▶ _Task brief_
Below is a listing. Set down exactly the lines from the one containing "positive clicks: (1519, 1381)" through the one containing "1392L1528 1400L1557 1473L1585", both ends included, and leave out the rest.

▶ _Extracted material_
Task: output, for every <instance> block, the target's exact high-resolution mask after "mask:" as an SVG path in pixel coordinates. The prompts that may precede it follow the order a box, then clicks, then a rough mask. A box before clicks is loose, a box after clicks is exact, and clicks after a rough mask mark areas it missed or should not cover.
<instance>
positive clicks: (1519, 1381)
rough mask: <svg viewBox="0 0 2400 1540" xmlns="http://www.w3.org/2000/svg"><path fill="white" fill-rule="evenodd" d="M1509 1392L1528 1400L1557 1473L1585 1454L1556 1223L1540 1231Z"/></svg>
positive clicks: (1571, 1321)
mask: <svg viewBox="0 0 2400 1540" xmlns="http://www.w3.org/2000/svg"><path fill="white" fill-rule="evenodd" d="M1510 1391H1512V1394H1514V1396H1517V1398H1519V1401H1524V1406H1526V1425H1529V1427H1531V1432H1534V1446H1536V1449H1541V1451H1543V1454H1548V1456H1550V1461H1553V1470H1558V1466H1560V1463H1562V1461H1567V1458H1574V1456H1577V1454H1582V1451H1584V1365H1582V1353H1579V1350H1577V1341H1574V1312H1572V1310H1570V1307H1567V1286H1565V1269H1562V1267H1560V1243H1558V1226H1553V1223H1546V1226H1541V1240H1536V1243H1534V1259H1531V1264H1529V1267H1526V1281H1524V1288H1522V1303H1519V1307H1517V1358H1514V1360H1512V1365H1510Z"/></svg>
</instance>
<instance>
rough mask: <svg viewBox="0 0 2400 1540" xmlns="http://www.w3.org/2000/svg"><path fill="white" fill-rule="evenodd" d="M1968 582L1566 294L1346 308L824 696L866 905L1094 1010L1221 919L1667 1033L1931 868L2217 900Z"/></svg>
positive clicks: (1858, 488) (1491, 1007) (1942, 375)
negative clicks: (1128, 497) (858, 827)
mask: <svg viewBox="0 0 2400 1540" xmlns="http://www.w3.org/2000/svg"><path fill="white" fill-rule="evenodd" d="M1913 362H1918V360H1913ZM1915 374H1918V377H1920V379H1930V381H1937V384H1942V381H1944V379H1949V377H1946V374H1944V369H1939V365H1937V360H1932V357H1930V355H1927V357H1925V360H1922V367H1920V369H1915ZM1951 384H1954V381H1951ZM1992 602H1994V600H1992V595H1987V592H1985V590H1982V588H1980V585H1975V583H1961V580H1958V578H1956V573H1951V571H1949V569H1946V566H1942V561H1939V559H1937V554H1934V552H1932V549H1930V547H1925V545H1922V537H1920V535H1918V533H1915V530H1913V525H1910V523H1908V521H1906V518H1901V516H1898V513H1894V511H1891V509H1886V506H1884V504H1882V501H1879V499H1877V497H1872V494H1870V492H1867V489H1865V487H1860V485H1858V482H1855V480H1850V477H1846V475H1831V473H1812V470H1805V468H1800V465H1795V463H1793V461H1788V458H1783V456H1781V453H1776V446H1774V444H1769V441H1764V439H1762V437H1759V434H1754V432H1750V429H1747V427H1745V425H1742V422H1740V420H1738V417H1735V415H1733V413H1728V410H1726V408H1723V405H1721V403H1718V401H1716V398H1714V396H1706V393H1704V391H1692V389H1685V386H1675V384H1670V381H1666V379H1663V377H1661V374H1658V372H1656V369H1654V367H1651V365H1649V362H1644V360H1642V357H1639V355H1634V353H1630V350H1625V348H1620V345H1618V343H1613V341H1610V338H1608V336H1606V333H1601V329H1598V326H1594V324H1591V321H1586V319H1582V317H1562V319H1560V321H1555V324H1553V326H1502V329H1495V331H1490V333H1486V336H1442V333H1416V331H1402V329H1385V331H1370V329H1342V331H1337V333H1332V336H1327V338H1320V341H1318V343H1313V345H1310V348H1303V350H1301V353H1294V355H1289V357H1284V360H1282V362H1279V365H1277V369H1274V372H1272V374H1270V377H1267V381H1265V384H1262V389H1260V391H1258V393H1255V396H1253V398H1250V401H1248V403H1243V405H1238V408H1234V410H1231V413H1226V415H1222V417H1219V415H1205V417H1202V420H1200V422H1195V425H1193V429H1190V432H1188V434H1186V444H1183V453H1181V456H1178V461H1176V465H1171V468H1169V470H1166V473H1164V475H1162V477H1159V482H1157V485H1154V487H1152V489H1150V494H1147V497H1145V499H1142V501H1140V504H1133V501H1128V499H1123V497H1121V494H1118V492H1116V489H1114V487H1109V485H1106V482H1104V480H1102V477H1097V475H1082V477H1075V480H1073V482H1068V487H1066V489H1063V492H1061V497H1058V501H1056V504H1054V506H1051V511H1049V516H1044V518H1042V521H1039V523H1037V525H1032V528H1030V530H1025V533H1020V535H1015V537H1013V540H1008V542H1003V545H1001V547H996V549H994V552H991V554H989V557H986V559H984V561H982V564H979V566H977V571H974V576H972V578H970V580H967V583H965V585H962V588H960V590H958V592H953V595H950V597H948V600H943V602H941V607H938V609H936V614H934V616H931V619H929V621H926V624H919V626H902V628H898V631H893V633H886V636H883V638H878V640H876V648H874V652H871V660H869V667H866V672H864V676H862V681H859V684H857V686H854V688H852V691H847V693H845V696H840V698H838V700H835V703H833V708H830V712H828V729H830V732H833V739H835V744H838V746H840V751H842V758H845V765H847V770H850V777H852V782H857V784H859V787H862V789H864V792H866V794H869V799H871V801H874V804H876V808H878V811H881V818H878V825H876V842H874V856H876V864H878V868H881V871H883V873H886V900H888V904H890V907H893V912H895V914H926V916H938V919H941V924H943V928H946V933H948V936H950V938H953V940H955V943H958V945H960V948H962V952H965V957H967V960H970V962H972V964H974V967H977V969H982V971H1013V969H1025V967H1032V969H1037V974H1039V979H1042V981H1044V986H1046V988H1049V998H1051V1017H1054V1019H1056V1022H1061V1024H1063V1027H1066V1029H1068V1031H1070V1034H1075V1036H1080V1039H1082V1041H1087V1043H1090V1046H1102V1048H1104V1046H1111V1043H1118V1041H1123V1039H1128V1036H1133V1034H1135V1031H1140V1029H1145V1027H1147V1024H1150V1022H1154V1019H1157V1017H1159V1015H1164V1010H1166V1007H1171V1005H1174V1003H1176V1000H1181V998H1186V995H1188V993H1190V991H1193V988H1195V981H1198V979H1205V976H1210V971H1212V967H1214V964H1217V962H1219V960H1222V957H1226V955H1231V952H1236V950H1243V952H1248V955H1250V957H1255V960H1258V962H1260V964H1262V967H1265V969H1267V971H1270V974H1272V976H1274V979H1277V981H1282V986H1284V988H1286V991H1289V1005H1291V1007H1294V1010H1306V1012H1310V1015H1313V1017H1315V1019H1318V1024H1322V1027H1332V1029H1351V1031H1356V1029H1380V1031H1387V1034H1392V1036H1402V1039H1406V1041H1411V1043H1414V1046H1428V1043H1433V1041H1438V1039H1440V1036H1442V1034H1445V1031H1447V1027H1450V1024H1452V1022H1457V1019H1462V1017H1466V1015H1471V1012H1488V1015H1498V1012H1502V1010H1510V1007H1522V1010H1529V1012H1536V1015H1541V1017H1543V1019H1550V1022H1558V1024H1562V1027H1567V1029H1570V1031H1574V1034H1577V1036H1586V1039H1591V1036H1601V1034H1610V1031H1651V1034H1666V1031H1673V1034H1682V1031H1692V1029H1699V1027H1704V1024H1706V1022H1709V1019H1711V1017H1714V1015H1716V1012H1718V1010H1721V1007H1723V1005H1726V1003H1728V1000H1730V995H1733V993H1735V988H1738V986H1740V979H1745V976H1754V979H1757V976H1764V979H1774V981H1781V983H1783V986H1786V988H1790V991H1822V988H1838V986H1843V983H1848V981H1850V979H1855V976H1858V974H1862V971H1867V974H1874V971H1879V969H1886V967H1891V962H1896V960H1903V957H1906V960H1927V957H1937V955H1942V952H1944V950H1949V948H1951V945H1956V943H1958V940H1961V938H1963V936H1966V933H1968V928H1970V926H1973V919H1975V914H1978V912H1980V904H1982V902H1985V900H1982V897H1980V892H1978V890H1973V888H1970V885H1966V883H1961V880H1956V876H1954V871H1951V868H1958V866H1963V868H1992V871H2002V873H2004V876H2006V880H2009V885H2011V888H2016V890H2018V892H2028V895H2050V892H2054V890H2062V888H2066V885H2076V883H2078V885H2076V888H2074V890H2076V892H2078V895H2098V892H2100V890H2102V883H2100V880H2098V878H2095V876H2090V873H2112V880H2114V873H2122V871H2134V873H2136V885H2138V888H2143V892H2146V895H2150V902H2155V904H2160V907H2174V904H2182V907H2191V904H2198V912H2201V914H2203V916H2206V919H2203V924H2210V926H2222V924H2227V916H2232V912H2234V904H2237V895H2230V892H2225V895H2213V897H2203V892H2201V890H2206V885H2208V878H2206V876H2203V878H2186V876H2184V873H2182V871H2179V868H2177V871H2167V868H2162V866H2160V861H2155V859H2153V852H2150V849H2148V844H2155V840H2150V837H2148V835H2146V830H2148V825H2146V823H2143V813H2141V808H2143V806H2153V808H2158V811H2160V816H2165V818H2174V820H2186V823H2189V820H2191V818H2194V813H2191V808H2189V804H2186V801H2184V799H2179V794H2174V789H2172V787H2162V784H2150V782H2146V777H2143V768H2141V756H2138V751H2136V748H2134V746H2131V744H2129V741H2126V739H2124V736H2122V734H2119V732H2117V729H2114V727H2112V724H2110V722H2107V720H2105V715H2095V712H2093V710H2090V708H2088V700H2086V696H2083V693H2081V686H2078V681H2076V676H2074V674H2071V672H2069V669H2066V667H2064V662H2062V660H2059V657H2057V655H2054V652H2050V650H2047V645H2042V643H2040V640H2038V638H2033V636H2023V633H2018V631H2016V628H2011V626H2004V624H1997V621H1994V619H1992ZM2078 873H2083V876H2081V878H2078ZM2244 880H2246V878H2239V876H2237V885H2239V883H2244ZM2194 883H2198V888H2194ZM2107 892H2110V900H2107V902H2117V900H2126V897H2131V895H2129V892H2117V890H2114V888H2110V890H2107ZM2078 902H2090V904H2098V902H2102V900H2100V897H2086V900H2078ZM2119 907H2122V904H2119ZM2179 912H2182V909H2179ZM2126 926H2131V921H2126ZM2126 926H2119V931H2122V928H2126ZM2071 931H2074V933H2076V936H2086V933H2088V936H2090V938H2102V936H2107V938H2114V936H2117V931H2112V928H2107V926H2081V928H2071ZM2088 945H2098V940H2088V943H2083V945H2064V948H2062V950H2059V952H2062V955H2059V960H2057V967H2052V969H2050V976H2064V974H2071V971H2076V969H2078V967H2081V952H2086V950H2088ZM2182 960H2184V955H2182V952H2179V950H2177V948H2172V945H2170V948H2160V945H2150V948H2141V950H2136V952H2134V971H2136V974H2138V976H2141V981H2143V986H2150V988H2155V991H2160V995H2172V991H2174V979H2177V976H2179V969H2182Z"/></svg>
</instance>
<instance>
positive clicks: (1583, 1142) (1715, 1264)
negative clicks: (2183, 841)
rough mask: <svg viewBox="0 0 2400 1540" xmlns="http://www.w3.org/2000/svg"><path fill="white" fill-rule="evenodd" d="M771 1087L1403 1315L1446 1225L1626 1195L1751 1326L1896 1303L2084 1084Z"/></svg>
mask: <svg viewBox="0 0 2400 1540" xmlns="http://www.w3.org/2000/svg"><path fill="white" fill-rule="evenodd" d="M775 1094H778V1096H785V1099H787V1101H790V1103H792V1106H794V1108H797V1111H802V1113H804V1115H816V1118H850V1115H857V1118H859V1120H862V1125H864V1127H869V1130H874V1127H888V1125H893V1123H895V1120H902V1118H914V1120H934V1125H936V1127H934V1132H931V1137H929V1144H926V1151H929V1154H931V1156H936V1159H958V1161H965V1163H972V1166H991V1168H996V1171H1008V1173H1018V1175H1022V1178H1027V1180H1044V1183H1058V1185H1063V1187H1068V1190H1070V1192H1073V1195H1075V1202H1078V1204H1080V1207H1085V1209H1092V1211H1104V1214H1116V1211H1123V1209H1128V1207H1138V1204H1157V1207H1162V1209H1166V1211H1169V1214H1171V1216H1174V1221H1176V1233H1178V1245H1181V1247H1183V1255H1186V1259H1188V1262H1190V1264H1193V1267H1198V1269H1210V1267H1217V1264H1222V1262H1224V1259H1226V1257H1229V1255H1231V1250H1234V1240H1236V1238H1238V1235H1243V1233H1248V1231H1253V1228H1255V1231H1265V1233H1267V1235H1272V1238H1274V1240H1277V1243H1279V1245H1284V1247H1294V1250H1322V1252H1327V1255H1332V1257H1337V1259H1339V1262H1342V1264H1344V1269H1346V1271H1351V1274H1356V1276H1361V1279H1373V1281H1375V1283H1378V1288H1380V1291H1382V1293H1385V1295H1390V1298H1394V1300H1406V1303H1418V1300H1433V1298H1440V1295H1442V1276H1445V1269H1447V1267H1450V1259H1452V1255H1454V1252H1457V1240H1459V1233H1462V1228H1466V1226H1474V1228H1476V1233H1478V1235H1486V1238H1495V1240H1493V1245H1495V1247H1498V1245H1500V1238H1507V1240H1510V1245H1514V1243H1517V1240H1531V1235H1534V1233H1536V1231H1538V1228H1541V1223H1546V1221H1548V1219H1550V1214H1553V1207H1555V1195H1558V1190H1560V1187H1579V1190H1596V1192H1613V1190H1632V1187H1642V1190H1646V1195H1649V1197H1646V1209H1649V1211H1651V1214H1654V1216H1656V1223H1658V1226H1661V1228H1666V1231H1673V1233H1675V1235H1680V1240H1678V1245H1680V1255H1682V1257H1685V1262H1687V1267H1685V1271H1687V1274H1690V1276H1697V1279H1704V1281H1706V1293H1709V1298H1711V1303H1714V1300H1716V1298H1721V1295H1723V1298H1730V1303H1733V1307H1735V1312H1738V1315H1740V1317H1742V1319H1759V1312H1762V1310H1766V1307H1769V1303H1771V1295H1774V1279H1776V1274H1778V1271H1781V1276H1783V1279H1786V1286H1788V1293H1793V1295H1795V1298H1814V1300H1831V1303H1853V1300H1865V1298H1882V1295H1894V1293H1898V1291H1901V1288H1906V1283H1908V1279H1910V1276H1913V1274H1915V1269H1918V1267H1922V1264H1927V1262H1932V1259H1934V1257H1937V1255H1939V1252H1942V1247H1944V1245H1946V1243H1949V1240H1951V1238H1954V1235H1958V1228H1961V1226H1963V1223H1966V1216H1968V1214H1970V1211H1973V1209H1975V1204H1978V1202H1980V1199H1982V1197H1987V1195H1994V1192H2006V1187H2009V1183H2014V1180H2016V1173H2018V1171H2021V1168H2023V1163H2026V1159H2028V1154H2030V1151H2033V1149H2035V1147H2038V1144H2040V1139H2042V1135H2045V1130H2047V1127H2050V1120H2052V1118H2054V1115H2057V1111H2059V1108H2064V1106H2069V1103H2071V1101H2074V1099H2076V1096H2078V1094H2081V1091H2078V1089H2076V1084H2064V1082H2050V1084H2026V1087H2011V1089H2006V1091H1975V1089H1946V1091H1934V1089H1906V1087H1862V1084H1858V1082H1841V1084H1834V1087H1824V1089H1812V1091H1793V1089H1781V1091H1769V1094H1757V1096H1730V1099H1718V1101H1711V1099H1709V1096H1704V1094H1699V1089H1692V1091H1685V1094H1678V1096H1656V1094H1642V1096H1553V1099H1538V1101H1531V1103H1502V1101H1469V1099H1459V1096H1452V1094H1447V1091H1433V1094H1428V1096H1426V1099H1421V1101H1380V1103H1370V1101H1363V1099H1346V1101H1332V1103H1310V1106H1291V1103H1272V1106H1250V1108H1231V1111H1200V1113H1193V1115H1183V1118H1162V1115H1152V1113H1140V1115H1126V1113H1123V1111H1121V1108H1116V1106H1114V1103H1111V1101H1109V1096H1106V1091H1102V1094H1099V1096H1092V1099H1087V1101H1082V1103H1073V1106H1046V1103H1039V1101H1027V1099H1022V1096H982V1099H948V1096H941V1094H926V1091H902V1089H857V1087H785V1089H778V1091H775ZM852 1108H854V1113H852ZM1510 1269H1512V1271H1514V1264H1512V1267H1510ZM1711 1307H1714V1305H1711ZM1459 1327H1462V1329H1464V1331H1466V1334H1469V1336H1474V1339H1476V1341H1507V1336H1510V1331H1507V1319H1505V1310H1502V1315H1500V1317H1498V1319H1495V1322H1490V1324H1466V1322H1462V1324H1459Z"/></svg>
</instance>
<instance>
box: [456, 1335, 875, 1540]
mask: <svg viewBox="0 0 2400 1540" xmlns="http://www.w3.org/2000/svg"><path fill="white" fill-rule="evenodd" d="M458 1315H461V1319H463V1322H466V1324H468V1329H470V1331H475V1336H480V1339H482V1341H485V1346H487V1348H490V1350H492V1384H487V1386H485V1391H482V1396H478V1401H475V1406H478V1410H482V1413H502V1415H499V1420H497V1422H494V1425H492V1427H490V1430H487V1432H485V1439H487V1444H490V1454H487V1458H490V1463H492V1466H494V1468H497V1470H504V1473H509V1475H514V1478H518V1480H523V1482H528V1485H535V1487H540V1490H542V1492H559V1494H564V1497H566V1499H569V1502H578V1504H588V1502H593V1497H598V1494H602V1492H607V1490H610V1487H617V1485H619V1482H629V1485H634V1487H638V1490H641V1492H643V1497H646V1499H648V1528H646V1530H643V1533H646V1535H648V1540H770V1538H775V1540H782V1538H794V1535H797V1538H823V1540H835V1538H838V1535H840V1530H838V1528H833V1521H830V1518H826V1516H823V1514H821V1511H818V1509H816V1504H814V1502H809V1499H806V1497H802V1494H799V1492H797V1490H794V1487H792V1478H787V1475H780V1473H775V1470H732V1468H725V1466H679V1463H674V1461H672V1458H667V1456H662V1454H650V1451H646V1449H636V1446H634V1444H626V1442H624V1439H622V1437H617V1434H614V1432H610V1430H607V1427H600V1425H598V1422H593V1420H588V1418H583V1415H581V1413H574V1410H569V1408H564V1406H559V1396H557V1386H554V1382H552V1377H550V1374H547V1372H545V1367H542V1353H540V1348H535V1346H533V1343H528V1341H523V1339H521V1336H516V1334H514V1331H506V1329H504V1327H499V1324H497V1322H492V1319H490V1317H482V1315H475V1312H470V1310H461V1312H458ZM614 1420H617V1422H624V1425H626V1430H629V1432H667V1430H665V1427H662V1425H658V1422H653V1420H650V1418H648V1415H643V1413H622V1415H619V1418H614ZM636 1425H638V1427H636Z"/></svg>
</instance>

▶ _Written answer_
positive clicks: (1519, 1381)
rough mask: <svg viewBox="0 0 2400 1540" xmlns="http://www.w3.org/2000/svg"><path fill="white" fill-rule="evenodd" d="M1509 1392L1528 1400L1557 1473L1585 1454L1556 1223L1540 1231Z"/></svg>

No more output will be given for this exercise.